**YOUR OBJECTIVE**: Given the material below, return only the lines starting at the line with "lol this is probably simple but can you find the grassy" and ending at the line with "lol this is probably simple but can you find the white", exactly as they appear.
*** Opening SUPPLIED INFORMATION ***
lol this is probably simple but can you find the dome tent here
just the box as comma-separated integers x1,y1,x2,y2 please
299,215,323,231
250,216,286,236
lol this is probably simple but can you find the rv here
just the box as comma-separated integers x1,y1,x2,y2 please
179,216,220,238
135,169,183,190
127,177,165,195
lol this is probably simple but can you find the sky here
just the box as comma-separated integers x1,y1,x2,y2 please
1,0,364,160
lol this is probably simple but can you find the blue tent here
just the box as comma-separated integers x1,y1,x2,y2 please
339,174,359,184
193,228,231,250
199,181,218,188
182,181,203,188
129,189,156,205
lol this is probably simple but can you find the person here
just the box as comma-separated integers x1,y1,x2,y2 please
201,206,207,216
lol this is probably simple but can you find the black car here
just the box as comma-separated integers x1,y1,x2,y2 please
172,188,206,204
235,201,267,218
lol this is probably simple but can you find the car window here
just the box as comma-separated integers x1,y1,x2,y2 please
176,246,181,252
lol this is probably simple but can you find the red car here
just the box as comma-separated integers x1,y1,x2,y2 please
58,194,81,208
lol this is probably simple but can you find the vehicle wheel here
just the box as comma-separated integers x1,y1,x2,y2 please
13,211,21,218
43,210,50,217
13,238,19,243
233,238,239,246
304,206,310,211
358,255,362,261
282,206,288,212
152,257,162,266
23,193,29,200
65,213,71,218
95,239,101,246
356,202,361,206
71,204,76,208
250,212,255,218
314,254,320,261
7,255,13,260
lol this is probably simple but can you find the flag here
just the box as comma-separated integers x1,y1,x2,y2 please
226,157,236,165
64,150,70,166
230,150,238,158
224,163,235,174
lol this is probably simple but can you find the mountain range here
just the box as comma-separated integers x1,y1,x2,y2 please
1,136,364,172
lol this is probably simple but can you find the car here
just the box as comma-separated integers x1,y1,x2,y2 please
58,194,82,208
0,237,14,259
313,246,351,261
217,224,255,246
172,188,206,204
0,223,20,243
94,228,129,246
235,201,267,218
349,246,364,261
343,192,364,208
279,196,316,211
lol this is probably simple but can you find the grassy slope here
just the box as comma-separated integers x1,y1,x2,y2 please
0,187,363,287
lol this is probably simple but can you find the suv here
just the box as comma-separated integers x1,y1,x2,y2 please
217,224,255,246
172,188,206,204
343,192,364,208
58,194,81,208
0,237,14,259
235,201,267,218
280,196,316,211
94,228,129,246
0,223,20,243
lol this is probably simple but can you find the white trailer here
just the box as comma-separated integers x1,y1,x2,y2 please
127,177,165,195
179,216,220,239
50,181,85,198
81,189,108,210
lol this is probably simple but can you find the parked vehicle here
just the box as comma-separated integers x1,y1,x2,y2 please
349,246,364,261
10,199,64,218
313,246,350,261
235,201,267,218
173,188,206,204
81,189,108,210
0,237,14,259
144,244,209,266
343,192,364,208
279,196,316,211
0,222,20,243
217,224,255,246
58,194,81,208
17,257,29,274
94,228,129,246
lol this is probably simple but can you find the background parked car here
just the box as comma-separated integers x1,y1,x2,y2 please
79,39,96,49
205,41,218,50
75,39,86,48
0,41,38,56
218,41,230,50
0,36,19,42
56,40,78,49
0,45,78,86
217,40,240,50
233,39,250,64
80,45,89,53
*** Closing SUPPLIED INFORMATION ***
**TASK SOLUTION**:
lol this is probably simple but can you find the grassy slope here
just the box as comma-separated integers x1,y1,x2,y2 please
0,187,363,287
lol this is probably simple but can you find the suv here
just the box as comma-separated integers x1,y1,x2,y2 please
217,224,255,246
172,188,206,204
343,192,364,208
58,194,81,208
0,237,14,259
235,201,267,218
280,196,316,211
94,228,129,246
0,223,20,243
lol this is probably simple but can you find the white trailer here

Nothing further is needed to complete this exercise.